● Task brief
The listing, minus its pictures, is to be given again exactly.
====== Data
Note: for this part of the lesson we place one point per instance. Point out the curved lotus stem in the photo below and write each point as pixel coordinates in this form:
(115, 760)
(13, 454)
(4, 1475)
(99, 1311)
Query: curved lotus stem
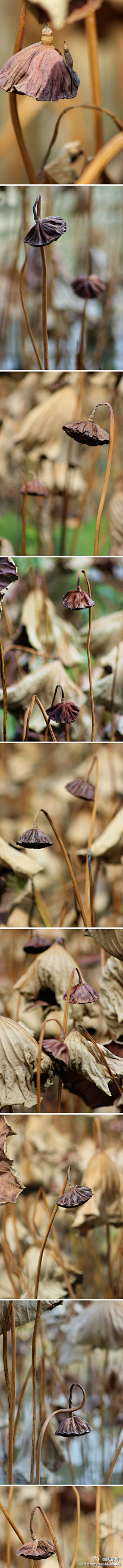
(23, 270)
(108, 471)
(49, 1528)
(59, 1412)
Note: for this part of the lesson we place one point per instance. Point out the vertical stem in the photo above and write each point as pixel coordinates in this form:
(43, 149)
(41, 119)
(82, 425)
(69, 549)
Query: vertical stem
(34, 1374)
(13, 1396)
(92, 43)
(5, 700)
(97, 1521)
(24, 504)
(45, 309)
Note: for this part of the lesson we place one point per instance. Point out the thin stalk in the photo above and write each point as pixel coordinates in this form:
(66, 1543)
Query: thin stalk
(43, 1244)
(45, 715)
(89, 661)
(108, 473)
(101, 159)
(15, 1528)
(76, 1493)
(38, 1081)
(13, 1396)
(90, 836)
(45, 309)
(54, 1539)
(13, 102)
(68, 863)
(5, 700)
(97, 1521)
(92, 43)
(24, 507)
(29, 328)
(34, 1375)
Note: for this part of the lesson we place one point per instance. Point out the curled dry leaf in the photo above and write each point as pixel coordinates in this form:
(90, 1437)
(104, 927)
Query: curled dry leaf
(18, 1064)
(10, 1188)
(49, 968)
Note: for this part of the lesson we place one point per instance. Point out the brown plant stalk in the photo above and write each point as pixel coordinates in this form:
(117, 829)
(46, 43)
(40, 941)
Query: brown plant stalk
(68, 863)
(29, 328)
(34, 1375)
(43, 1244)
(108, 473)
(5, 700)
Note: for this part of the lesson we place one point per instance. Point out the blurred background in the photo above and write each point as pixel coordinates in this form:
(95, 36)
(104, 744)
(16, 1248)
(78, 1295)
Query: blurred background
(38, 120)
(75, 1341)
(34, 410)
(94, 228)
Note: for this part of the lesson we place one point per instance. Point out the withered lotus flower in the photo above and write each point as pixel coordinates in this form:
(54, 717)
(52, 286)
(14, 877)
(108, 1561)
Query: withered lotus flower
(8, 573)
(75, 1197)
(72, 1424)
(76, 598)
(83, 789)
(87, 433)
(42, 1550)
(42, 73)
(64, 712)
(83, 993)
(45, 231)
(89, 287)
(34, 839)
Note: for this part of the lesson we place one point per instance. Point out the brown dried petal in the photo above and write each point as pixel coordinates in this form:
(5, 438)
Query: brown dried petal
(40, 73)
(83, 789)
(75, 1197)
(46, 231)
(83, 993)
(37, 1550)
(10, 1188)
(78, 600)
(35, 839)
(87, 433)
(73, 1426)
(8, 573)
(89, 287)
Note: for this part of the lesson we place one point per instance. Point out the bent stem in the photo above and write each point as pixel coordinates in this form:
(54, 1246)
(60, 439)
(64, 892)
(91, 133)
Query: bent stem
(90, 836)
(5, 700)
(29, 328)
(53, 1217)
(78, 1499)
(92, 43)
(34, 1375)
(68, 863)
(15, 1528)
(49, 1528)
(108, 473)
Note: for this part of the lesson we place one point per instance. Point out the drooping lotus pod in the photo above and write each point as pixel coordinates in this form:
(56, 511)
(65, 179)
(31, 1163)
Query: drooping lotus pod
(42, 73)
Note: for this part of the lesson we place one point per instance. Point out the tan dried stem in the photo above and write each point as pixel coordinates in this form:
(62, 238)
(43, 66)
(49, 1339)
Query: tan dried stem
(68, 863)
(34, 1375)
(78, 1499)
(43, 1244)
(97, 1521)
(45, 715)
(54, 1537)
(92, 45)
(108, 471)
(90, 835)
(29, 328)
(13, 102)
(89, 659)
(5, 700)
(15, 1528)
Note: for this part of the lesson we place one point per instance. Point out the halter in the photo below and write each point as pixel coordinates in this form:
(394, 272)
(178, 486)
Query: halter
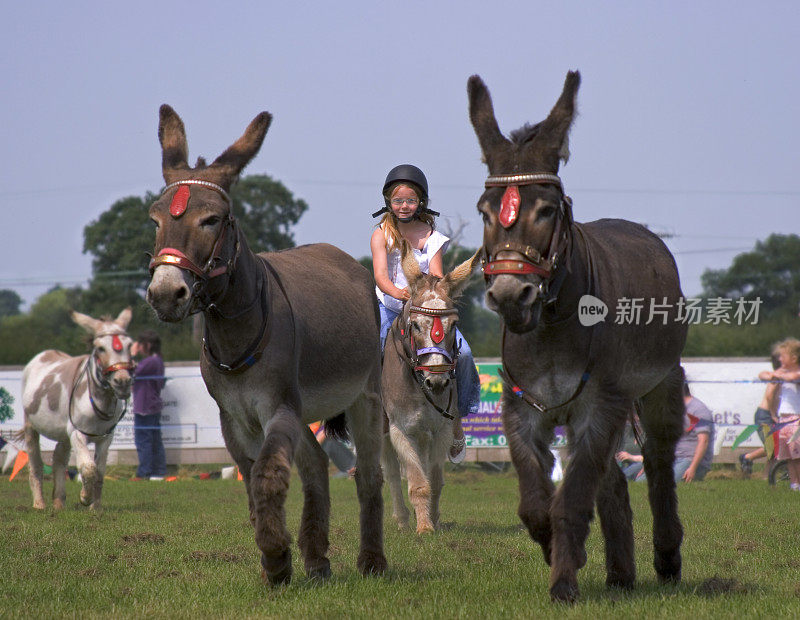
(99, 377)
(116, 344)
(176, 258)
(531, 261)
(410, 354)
============
● Completed task
Note: for this part of the lesson we place one point per instance. Point out the curved lotus stem in the photo below and write each point as pixel coordinates in this form:
(115, 760)
(13, 454)
(4, 1475)
(99, 1311)
Query: curved lotus stem
(23, 270)
(108, 471)
(49, 1528)
(59, 1412)
Note: for this part of the lesson we place one point per instance. Point out the vertical stem in the photo above and write each point as pixel coordinates in this form:
(43, 149)
(41, 119)
(82, 425)
(69, 549)
Query: vertical stem
(34, 1374)
(13, 1396)
(92, 43)
(5, 700)
(97, 1521)
(24, 504)
(45, 309)
Note: for this part of the lesson we place one point per instance. Point out the thin stalk in the photo above and write each point as pixel coordinates in this form:
(66, 1543)
Query: thin stalk
(43, 1244)
(45, 715)
(89, 661)
(108, 473)
(101, 159)
(15, 1528)
(76, 1493)
(38, 1081)
(13, 1396)
(90, 836)
(45, 309)
(54, 1539)
(13, 102)
(68, 863)
(5, 700)
(97, 1521)
(92, 43)
(24, 507)
(29, 328)
(34, 1375)
Note: for this part of the lesson we place one point per instance. Point out the curled dry leaf in the photo above and write each point as pixel coordinates in this form:
(90, 1437)
(104, 927)
Query: curled dry leaf
(18, 1064)
(10, 1188)
(49, 968)
Note: for this part of the lesson we place one point per instance. Point out the brown plant stalk in the photo above and write each point as pixel coordinates in this form:
(117, 829)
(46, 43)
(40, 941)
Query: brown plant stalk
(68, 863)
(29, 328)
(34, 1375)
(43, 1244)
(108, 473)
(5, 700)
Note: for this part of the lesson we place one point per instance. Point out the blurred background in the photo above and write each point as pixel coordinates in this form:
(95, 36)
(104, 744)
(16, 1248)
(78, 1295)
Query: blurred background
(38, 120)
(75, 1341)
(34, 410)
(94, 228)
Note: for this part of the lesson we place one point per instance. Point out the withered lotus flower in the photo above and write each point as pixel coordinates in this form:
(54, 717)
(52, 286)
(14, 877)
(108, 1561)
Query: withered lotus flower
(8, 573)
(75, 1197)
(72, 1424)
(76, 598)
(83, 789)
(87, 433)
(42, 1550)
(42, 73)
(64, 712)
(83, 993)
(45, 231)
(89, 287)
(34, 839)
Note: for this part of the lesson we place one point per instance. Point out the brown dried petal in the photo above and write each point as pixel coordinates in this form:
(5, 438)
Query: brown dried petal
(40, 73)
(83, 789)
(75, 1197)
(46, 231)
(83, 993)
(37, 1550)
(10, 1188)
(78, 600)
(35, 839)
(87, 433)
(73, 1426)
(8, 573)
(89, 287)
Note: for this part of the lesson we place one point per instance. Point out the bent stem in the photo above and write each point as pixel coordinates in this form:
(54, 1246)
(60, 439)
(64, 892)
(91, 133)
Query: bent stem
(90, 836)
(5, 700)
(29, 328)
(53, 1217)
(78, 1499)
(92, 43)
(34, 1375)
(68, 863)
(15, 1528)
(49, 1528)
(108, 473)
Note: for this part of the lesson we place one point per instance. Point out the drooping lotus pod in the photo above and write each point as pixel coordinates in this form:
(56, 511)
(65, 179)
(31, 1163)
Query: drooping lotus pod
(42, 73)
Note: for this part of the lesson we place one point per instance. Point out the tan dried stem in the photo above and write each point as pixel coordinates in this form:
(62, 238)
(43, 66)
(49, 1339)
Query: tan dried stem
(68, 863)
(34, 1375)
(78, 1499)
(43, 1244)
(97, 1521)
(45, 715)
(54, 1537)
(92, 45)
(108, 471)
(90, 835)
(29, 328)
(13, 102)
(89, 659)
(5, 700)
(15, 1528)
Note: for this part of the lesson we place one point per instance. Point out the halter in the photo below and write each point as pixel coordinates in this form:
(394, 272)
(178, 486)
Query: halter
(99, 377)
(116, 344)
(176, 258)
(531, 261)
(410, 354)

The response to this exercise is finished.